# ENTRIES PROVIDED start

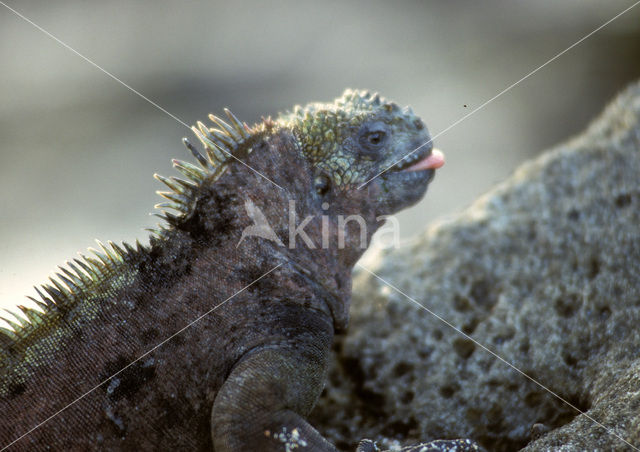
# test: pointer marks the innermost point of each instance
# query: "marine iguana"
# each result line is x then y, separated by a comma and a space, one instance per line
201, 340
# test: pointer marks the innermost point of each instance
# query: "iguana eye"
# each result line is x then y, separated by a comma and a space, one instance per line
373, 136
321, 184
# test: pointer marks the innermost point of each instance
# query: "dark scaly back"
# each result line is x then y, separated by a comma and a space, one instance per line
84, 284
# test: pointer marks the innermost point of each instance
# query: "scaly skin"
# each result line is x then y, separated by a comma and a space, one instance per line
243, 376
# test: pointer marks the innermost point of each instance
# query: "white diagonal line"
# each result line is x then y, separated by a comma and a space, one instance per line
608, 430
138, 359
68, 47
508, 88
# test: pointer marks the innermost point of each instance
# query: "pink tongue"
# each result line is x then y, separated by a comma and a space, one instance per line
435, 160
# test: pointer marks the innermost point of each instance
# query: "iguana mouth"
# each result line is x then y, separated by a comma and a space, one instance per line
428, 159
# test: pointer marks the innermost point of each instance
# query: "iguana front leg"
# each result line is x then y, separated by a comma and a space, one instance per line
260, 406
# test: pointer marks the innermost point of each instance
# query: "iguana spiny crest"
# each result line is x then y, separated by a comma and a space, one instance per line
348, 142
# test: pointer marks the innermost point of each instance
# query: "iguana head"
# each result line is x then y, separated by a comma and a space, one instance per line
360, 141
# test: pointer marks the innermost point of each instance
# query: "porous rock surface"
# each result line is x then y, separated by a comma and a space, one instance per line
544, 271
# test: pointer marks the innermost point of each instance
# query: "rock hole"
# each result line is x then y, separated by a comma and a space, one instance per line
461, 304
402, 368
463, 347
448, 391
623, 200
470, 326
407, 397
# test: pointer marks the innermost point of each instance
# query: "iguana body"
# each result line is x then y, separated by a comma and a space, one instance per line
116, 361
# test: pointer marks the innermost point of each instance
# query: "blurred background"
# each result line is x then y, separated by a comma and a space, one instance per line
78, 150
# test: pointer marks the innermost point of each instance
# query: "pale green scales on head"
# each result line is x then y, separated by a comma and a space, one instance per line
333, 135
347, 142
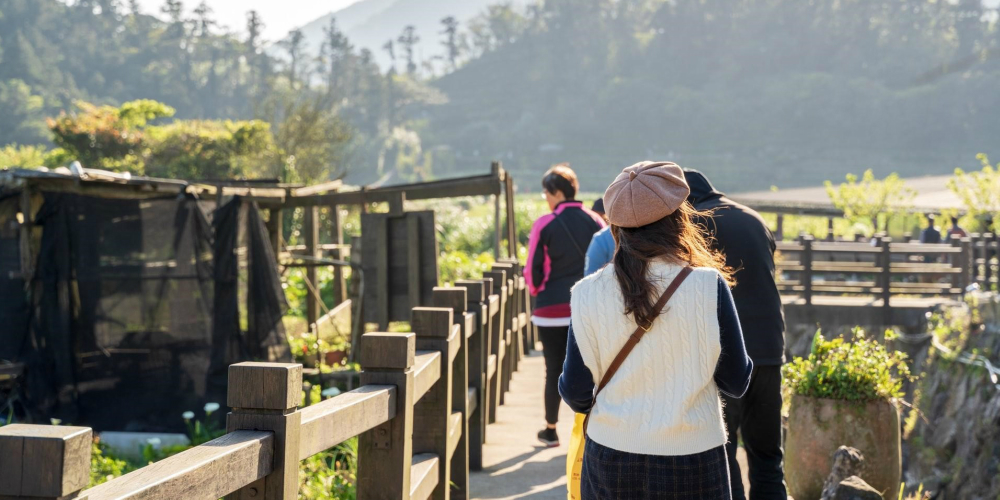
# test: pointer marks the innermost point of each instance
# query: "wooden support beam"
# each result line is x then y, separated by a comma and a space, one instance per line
435, 330
385, 453
337, 228
310, 228
205, 472
331, 422
264, 396
477, 351
44, 462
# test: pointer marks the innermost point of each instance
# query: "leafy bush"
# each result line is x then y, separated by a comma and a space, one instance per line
856, 370
105, 466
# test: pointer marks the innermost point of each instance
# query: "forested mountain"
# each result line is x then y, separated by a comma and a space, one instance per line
371, 24
758, 92
755, 92
319, 114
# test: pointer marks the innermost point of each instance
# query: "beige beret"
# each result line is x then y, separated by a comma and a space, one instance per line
645, 193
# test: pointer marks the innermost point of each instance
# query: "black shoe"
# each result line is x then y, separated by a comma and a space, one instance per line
548, 437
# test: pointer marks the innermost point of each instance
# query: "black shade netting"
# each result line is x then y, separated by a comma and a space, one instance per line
140, 306
14, 310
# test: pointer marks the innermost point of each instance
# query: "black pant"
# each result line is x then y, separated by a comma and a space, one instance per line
554, 349
757, 416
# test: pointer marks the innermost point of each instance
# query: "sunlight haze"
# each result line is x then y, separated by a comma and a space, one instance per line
280, 17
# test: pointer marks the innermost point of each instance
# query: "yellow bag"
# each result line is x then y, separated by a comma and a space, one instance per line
574, 458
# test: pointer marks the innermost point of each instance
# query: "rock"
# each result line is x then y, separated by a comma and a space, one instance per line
855, 488
847, 462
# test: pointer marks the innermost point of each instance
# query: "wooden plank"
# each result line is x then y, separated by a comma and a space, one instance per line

# ENTRIES PROVIDED end

DESCRIPTION OF THE TASK >> Transcribe the records above exactly, omitting every picture they contain.

FINAL RESULT >>
# test: pointer marks the innermost point of each instance
# query: "marine iguana"
# each result line is x then y, separated by a comma and a space, one instance per line
201, 340
# test: pointer marks the innermost point of each instance
# query: "iguana eye"
# each result line is x then y, separated by a comma and a space, one instance per line
373, 136
321, 184
# test: pointer marks the innermost point of each instance
# query: "dark scaly back"
# each result line is x then y, separated by a comma and a space, one instance per line
84, 284
# test: pointer marks the innermost point of each instance
# query: "scaly skin"
# each result line is x then y, separated by a comma and a space, one instance per line
243, 376
# test: pointer marks the innermost point of each instance
# query: "white diagonal line"
# each result line is x then y, separated by a comma and a space, one instance per line
608, 430
138, 359
68, 47
508, 88
# test: pointer marks the innermost point of each instance
# query: "pink tongue"
# each result line is x then y, separated by a comma and a space, one instance per line
435, 160
# test: pointer marks the innermost point of each instance
# query: "iguana mouth"
# each result line is x then y, separated by a comma and a space, one instance per line
428, 159
# test: pointer marks the innermost point of each instance
# query: "iguana front leg"
# each result line is x then y, separated by a comma and a space, one instance per line
260, 406
# test: pointer marks the innermost point of each instance
# query: "iguana spiny crest"
# each result line is x then y, separated by a comma and a space, one instance per line
348, 142
# test: pointer marks the innermost point of each instance
# query: "iguana head"
# each result line is x then y, separated by a comma and a space, one instance per line
360, 141
# test: pointer marks the innermost point of each instance
# query: "porous rock surface"
# each result line is x then y, separated by a comma and a space, one instance per line
544, 271
# test: pointer marks the innermost point of each instance
# query: "rock hole"
# each result line is x then y, separated by a comma and a space, one instance per line
461, 304
402, 368
463, 347
448, 391
623, 200
470, 326
407, 397
# test: pointer marks the innermost point of each instance
# query: "iguana body"
# each result line is x then y, separated by a comma and a space, one instance per line
116, 361
# test: pointer marks the innermost point of each instance
# query: "blurred background"
# each result line is x then y, separated by a comma and a space, one instance per line
78, 150
# test: pointer marks the innermost point of each instance
# query: "pale green scales on head"
# each result line is x then y, separated by a comma and a space, one instance per line
333, 135
347, 142
# test: pointer marks the innermost point of each instance
# query: "wooden support beam"
# each result line is x then y, separated by a comma and a space, one instance per line
435, 330
385, 453
337, 228
310, 228
205, 472
331, 422
264, 396
477, 351
44, 462
# test: pointer marks the innermost point of each instance
# query: "leafy bush"
# each result line is x then y, separated by a comma and a space, one instance per line
856, 370
105, 466
# test: pointer marks the innermost point of each instance
# query: "forested mountain"
# each result line is x then y, separated by a comma and a space, one instance per line
371, 24
758, 92
755, 92
319, 114
# test: pointer marks the innermost point of each instance
# query: "beige beret"
# each result line is x then y, separated by a comma and a space, one instance per line
645, 193
# test: pointer marks the innermost point of each instance
# query: "black shoe"
# each result line is x then y, separated by a comma and a space, one instance per line
548, 437
# test: pointer marks the innermost point of each instance
# query: "black shade netting"
# each result line is x then y, separated by a comma and a space, one instance per line
140, 306
14, 310
# test: pointer marks the innermost point of each instance
# query: "black pant"
# each result line is x then y, separated by a comma and a space, one instance per line
554, 349
757, 416
# test: pointer marks the innermost point of each instance
# query: "sunlight haze"
# each result line is x then y, separated by a comma and a space, one instance per line
280, 17
# test: pointer marks the innermost point of each instance
# query: "yellow bag"
# each result line is x then y, separated by a comma and a space, one instance per line
574, 458
# test: pointer marks the innermost point of each instance
# query: "rock"
# each result line is x then y, separated by a comma and a space, one instance per line
855, 488
847, 462
# test: pointer marks the innermost point of each instance
# query: "wooden plank"
# each result line is x then y, separated by a comma and a space, one instance per line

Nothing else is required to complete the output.